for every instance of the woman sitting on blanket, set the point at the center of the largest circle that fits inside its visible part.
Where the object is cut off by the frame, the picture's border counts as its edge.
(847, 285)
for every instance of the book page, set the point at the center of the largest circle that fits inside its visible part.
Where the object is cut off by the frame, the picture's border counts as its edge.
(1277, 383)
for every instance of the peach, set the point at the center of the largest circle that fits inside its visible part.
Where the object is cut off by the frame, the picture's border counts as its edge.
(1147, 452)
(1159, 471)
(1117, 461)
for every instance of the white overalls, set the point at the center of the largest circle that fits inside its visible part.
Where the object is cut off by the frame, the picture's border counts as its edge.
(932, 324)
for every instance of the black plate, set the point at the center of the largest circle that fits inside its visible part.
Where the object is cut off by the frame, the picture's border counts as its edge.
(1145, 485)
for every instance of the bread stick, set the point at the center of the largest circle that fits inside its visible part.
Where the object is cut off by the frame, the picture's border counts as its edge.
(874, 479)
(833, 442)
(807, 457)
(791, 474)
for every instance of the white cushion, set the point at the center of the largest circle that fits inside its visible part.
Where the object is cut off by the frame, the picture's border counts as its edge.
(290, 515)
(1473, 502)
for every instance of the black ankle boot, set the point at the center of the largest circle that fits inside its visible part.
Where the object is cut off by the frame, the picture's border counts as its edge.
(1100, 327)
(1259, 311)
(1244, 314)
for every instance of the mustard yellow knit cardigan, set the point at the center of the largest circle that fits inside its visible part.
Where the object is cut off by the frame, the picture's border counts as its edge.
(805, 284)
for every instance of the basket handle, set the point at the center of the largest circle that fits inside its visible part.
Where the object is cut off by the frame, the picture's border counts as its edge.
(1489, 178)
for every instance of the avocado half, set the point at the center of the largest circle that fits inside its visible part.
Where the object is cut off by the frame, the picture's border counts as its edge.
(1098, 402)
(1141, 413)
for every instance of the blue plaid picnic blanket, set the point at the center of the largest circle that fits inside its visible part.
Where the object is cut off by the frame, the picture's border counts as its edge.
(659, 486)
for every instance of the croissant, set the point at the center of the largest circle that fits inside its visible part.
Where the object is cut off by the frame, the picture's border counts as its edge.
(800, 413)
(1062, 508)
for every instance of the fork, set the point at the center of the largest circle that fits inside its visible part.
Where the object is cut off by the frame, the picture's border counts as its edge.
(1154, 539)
━━━━━━━━━━
Transcribe all of the lines in the records precisely.

for every instance of the woman sitting on blanket, set the point at the center of the largest circle that fits inside its visible part.
Where the object is cut off by the frame, the picture's border counts as its edge.
(847, 285)
for every instance of the book page, set the point at the center of the largest circle that fits inside its visible part.
Where the object is cut off by the frame, the picture's border counts as its edge.
(1277, 383)
for every instance of the peach, set the point at the center of the largest circle that fits inside its visible part.
Where the object is cut off by the frame, the picture's border counts as its edge.
(1147, 452)
(1159, 471)
(1117, 461)
for every instance of the white overalls, set the point at the center of the largest circle that fits inside its visible part.
Where the object is cut off by the frame, the picture's border counts as its edge.
(932, 324)
for every instance of the black plate, set the point at the center of the largest circle that fits inside its visible part.
Where the object is cut off by the frame, the picture's border counts as its edge.
(1145, 485)
for every instance of the bread stick, set the point at the center of the largest circle that fits inside its visible part.
Where the object is cut off by the frame, the picture's border counts as its edge.
(874, 479)
(833, 442)
(807, 457)
(791, 474)
for every instance of the white cushion, set the point at the center of the largest circle that fits inside its visible part.
Where the object is cut off by the frame, the picture's border counts as its edge.
(290, 515)
(1473, 502)
for every instance of the black ankle boot, set the point at the center of the largest circle that fits inside its visible part.
Where the object is cut off by the frame, the picture's border counts as its edge.
(1100, 327)
(1259, 311)
(1244, 314)
for every instance of the mustard yellow knit cardigan, set the point at the center of the largest circle that fits inside its visible part.
Where the object is cut off by the frame, the picture's border counts as its edge.
(805, 284)
for every instance of the basket handle, set the point at the center of the largest circle that fits inside its visible part.
Where the object is cut off by the frame, the picture's border counts as its edge.
(1489, 178)
for every instance of the avocado half, set the point at the center of the largest circle that fits inside its visible part.
Where the object is cut off by the frame, the picture's border counts as its edge.
(1098, 402)
(1141, 413)
for every instance of the blue plaid picnic blanket, set the point at the center of the largest circle that fits inside its visible part.
Where the object is cut off by the frame, the picture's border counts as its edge.
(659, 486)
for every instance of the croissant, set the point at the center of the largest circle that fits inside its visible part.
Where the object is cut off by the frame, the picture's border counts as its edge.
(800, 413)
(1062, 508)
for every instance of the fork, set the point at the center of the largest circle that fits inside its visible part.
Where the object is cut off by the frame, the picture's border counts as its edge.
(1154, 539)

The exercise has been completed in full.